───── Page extract

The cyclical nature of theatre was reinforced this weekend with the triumphant opening of the new Arcola and the sad departure of Susannah York, lately a luminous denizen of fringe venues from the New End to the King’s Head and the Croydon Warehouse.

She would have loved the new Arcola, and would certainly have worked there if invited. It’s an exciting new space, so exciting that the Mayor of Hackney, Jules Pipe, nearly imploded as he welcomed the First Night audience on Friday.

Pipe bigged up the work of the Arcola’s volunteers, the cultural buzz of the area, and the brilliant track record of what he claimed was Britain’s number one fringe theatre. He was still shouting at the audience and waving his arms around as the lights dimmed and the play started…

The place is an old council building situated right opposite the shiny new Dalston Junction station. Personally, I’ll miss the tatty ambience half a mile up the road at the old Arcola, once a carpet factory, and especially the excellent kebab houses in that area.

But the new Arcola, opening with Rebecca Lenkiewicz’s The Painter, with Toby Jones as JMW Turner, is a wonderful disused warehouse and paint-making factory dating back to 1766 (where it is not inconceivable that Turner himself collected his materials) — with two performance spaces, as before, and an arts lab and rehearsal room upstairs — “with windows!” — sponsored by Bloomberg: it’s an instant smash hit.

Some theatres have atmosphere, some don’t; you know immediately, said Peggy Ashcroft. This just does, emphatically so. It’s high and handsome, with all the attributes (and steel girders) of a “found” industrial space much like the old Arcola, or the Viaduct in Halifax.

There’s just one problem: the foyer/bar area is a cramped L-shape space that makes you long, claustrophobically, for either the auditorium within or the street without. A wall, or a partition or two, needs knocking down.

Rebecca Lenkiewicz’s play is a good deal more satisfactory than the last Arcola play about a painter and his model, Timberlake Wertenbaker’s The Line, but it had the added advantage of being born along on the euphoria of the occasion.

Not only the mayor was cheering it on. The audience was packed with luminaries including a celebrity clutch of directors and programmers: Dominic Dromgoole of the Globe, Nicolas Kent of the Tricycle, David Farr of the RSC, and Toni Racklin of the Barbican, as well as Annabel Arden, co-founder of Complicite, and Simon Reade, formerly of the Bristol Old Vic.

──────────
───── Stored rows

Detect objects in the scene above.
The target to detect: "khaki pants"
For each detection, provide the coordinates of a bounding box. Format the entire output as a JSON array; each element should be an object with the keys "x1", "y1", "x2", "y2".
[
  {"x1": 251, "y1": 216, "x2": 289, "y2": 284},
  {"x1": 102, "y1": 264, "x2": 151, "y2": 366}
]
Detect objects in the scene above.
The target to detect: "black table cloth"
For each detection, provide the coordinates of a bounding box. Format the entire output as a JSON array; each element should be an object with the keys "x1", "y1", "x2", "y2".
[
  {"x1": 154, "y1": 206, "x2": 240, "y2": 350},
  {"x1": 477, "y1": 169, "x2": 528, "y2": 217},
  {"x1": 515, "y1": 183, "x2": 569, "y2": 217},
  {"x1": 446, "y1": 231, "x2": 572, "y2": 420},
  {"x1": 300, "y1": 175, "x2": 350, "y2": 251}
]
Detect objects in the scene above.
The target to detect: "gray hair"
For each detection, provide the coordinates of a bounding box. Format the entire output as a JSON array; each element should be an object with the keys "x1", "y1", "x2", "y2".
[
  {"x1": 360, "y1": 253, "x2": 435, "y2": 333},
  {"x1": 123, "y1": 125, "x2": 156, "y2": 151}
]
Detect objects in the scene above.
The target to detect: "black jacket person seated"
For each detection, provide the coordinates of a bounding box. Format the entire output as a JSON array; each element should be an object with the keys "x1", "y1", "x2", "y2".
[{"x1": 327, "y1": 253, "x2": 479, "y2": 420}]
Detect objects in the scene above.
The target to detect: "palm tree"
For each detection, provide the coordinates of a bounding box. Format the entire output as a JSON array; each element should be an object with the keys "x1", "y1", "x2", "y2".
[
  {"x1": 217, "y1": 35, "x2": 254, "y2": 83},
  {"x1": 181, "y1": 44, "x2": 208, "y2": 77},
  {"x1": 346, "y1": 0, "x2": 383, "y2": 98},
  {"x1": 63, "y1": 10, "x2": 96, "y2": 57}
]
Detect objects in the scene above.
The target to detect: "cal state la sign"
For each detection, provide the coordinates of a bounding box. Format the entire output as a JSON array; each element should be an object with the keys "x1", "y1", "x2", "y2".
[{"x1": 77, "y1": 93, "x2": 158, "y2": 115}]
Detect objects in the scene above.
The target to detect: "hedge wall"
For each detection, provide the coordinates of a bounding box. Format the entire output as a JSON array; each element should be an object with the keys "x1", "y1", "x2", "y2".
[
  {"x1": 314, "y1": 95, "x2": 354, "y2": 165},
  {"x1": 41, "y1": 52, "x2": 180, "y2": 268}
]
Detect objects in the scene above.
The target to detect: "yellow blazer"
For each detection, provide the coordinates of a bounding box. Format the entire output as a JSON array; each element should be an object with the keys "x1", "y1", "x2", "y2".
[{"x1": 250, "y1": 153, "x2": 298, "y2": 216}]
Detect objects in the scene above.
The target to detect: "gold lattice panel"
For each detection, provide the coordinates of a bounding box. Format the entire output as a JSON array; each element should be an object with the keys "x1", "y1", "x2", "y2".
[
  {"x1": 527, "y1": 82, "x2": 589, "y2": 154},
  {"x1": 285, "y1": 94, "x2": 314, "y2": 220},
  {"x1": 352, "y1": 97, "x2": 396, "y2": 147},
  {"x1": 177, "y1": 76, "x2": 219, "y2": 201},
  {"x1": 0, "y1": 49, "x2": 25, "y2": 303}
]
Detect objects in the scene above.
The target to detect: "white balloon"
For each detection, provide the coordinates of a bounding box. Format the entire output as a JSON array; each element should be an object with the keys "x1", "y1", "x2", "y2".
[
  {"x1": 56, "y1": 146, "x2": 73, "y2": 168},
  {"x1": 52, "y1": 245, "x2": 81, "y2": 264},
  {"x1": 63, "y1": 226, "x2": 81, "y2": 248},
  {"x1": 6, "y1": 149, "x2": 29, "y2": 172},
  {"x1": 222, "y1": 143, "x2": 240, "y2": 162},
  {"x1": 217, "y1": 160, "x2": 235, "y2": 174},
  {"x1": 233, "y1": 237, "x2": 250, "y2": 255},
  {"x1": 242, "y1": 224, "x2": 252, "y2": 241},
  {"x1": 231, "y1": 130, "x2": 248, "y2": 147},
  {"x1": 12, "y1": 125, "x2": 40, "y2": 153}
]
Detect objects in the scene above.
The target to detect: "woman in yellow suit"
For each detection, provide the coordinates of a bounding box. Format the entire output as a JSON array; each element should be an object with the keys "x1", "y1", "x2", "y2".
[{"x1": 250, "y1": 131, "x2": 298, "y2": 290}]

──────────

→ **Required tasks**
(a) Using the review of the new Arcola, say whether each statement agrees with it, answering yes or no and quoting the deciding words: (i) the old Arcola was once a carpet factory; (ii) Toby Jones plays JMW Turner in The Painter; (iii) the writer finds the foyer/bar area roomy.
(b) Transcribe part of the review of the new Arcola, beginning at the words "There’s just one" and stopping after the words "needs knocking down.".
Leave the lines aside; they play no part in this work.

→ **Responses**
(a)
(i) Yes: "at the old Arcola, once a carpet factory"
(ii) Yes: "with Toby Jones as JMW Turner"
(iii) No: "the foyer/bar area is a cramped L-shape space"

(b)
There’s just one problem: the foyer/bar area is a cramped L-shape space that makes you long, claustrophobically, for either the auditorium within or the street without. A wall, or a partition or two, needs knocking down.